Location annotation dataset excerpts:
* * * * * * * * *

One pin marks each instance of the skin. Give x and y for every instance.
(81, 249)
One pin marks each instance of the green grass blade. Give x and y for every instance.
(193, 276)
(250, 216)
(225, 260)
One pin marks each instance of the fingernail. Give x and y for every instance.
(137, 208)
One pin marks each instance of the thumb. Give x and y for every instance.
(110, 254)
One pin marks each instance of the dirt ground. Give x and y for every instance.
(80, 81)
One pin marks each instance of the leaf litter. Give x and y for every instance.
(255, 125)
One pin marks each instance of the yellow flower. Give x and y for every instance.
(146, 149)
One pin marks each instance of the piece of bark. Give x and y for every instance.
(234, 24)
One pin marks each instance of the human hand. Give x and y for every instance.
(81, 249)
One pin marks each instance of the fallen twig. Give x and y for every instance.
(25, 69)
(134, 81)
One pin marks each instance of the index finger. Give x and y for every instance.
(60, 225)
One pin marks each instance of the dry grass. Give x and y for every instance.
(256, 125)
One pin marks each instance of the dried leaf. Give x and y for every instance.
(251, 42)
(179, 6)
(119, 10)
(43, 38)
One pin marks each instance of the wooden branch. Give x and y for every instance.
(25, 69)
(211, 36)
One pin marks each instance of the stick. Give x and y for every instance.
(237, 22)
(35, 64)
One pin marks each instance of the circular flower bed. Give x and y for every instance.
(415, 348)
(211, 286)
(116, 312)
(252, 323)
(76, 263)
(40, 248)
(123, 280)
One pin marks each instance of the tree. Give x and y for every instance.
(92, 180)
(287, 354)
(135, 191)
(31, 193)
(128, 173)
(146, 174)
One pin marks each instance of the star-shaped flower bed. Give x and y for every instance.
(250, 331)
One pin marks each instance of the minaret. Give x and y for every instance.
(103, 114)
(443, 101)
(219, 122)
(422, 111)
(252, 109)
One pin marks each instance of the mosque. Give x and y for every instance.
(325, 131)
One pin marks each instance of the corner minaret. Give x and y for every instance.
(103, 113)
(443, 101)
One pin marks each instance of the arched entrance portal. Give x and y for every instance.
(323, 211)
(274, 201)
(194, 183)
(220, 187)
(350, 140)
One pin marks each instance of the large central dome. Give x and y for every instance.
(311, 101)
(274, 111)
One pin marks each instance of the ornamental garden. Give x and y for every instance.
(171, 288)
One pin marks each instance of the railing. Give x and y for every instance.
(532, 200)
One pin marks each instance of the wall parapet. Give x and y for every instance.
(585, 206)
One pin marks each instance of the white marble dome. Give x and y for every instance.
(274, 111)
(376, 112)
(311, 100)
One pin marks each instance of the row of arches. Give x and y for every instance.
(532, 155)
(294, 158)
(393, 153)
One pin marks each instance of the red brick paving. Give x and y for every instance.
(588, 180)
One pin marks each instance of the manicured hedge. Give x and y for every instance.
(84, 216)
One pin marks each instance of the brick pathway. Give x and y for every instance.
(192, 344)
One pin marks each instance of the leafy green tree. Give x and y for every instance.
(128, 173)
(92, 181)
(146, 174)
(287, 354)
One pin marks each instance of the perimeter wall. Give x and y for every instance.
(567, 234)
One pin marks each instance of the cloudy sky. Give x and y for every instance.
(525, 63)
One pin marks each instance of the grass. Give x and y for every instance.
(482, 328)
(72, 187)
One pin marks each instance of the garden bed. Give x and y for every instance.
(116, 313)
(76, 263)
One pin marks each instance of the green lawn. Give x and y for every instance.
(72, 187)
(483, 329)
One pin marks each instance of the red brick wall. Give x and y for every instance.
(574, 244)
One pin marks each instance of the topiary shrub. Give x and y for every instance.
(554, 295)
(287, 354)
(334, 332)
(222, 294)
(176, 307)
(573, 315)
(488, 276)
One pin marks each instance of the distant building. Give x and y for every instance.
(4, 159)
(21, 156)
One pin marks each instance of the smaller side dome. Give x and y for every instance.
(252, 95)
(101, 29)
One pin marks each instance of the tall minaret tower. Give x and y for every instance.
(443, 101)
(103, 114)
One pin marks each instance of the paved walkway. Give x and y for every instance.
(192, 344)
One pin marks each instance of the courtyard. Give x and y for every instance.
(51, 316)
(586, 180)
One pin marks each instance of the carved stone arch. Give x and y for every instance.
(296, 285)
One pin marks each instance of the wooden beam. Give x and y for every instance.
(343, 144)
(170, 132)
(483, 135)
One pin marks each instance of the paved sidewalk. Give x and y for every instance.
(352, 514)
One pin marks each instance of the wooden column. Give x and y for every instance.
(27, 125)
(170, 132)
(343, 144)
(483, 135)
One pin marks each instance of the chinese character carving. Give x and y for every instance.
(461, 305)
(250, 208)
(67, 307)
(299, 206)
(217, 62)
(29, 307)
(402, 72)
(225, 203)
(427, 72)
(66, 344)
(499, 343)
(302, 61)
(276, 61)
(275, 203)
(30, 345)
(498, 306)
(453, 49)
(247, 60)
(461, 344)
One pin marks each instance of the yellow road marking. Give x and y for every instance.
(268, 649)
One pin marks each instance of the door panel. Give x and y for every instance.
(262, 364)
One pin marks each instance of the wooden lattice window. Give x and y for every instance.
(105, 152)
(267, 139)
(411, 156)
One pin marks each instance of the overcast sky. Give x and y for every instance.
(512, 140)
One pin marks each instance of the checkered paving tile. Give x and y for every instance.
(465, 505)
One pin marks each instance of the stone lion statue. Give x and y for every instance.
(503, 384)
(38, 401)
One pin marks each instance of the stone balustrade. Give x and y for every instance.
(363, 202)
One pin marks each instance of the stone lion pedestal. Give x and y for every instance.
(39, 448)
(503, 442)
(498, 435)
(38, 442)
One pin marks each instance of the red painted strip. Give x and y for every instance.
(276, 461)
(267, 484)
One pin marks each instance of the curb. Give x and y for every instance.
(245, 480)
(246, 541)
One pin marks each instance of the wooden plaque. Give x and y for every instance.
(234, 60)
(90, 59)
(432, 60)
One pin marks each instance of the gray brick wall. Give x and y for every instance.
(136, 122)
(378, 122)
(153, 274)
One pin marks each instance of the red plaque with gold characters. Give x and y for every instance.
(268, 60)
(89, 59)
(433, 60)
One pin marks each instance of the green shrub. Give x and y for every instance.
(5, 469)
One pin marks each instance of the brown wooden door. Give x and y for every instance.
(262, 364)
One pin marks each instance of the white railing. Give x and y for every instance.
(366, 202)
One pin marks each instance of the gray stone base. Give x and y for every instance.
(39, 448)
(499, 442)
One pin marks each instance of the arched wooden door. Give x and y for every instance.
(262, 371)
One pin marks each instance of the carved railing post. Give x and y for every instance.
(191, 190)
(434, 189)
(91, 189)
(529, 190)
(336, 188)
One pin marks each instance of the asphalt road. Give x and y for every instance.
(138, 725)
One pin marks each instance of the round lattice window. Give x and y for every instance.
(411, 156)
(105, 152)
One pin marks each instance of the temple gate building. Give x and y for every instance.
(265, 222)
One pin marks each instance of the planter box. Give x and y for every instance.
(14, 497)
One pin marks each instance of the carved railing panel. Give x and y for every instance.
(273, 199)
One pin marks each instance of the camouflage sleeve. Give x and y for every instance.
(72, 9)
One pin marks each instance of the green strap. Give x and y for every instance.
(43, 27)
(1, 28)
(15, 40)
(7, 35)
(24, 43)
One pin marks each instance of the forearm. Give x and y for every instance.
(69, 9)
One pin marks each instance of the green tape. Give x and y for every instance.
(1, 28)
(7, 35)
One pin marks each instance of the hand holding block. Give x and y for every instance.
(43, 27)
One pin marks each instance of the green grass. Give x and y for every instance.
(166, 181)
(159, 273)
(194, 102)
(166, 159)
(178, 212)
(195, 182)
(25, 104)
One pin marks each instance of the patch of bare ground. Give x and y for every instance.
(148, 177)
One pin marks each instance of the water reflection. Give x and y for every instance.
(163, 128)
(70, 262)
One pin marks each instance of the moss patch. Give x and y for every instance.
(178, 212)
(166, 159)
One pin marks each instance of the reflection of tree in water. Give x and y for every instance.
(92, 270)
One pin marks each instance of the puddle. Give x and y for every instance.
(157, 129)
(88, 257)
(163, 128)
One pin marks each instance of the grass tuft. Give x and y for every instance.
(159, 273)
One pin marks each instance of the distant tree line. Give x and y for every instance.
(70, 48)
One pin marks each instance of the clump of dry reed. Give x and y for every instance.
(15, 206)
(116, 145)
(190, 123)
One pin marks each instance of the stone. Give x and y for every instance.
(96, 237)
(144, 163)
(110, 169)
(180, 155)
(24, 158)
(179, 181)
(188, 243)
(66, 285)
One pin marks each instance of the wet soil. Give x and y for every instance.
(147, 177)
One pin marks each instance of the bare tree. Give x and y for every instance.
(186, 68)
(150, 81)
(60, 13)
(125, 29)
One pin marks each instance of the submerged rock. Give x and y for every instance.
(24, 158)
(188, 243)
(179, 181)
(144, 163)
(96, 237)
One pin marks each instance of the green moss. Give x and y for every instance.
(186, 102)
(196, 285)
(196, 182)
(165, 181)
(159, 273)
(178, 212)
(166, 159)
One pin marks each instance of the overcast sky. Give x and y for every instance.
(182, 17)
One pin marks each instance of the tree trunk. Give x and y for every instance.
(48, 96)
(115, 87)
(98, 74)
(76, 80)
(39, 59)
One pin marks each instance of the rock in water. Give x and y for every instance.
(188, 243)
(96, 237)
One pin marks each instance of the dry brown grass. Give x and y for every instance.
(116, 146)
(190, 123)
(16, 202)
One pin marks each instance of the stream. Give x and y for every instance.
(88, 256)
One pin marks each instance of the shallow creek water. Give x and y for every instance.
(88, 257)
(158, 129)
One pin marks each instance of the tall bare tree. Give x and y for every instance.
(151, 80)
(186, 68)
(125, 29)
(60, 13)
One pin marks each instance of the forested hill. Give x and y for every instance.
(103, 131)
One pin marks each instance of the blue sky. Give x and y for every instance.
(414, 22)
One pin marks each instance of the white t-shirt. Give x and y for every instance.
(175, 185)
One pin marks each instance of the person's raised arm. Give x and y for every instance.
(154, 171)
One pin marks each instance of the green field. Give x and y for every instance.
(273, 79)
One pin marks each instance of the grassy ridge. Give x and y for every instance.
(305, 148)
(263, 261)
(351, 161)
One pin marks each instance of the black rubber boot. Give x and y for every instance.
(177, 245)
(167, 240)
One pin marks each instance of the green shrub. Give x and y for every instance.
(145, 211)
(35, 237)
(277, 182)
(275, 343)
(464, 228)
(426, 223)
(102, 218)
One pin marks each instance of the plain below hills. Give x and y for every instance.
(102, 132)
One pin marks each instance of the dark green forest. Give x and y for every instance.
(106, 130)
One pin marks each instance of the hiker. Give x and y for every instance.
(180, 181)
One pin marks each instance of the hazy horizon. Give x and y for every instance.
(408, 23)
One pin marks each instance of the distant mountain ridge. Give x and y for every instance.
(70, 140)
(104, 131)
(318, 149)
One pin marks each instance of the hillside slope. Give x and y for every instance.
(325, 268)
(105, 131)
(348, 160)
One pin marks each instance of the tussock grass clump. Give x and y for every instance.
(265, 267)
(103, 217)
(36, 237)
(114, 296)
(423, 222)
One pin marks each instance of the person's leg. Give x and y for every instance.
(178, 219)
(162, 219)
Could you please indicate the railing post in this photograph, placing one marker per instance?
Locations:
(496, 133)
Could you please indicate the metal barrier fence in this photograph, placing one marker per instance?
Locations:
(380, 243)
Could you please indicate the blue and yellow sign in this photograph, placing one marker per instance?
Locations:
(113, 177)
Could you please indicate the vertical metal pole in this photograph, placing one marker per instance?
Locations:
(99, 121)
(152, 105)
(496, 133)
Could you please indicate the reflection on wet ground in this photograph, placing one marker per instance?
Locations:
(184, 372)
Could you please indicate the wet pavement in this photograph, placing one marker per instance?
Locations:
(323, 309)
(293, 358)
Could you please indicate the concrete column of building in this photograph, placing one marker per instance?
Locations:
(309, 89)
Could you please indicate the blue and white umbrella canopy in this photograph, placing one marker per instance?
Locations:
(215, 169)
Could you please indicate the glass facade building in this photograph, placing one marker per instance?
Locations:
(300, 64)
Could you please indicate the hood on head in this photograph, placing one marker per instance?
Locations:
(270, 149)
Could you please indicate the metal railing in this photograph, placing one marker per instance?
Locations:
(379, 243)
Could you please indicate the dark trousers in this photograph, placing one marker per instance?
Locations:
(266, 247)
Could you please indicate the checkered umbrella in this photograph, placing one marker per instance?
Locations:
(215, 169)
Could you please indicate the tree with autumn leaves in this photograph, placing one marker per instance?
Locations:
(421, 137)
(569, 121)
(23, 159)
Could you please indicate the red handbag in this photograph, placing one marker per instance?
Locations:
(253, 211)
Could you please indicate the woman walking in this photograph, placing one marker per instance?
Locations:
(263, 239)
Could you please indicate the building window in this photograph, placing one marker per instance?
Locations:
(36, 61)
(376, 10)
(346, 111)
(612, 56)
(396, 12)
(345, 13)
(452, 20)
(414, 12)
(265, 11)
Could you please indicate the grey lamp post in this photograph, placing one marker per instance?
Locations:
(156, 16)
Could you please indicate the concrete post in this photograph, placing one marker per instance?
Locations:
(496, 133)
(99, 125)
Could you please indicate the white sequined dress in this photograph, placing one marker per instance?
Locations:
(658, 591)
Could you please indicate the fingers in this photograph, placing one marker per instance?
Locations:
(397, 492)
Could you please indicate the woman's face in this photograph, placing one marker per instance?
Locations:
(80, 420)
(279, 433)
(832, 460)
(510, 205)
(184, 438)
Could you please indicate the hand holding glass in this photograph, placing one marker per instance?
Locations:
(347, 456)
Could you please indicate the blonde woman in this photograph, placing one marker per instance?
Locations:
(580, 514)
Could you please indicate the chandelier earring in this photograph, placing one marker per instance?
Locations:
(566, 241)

* * * * * * * * *

Print only the lines from the one with "Could you please indicate the building" to the end of the records, both included.

Could you please indicate the building window in this photograph, placing one marker per instance?
Locations:
(36, 61)
(376, 10)
(346, 111)
(612, 56)
(396, 12)
(345, 13)
(452, 20)
(414, 12)
(265, 11)
Could you please indicate the grey lamp post in this photograph, placing one marker per instance?
Locations:
(156, 16)
Could you please indicate the concrete post in this photograph, placing one marker per instance?
Locations:
(496, 133)
(99, 125)
Could you please indicate the white sequined dress in this photograph, placing one marker per instance?
Locations:
(658, 591)
Could you please indicate the fingers in this photograph, placing one marker per instance?
Locations:
(397, 492)
Could you please indicate the woman's face in this photograph, placing one marker per instance?
Locations:
(80, 420)
(279, 433)
(832, 460)
(510, 205)
(184, 438)
Could you please indicate the hand holding glass in this photograph, placing one marker per instance?
Locations:
(347, 456)
Could you please indicate the blonde woman in this photograph, placing one marker per instance?
Locations:
(580, 514)
Could you please indicate the chandelier earring in this photograph, placing one marker per instance?
Locations:
(566, 241)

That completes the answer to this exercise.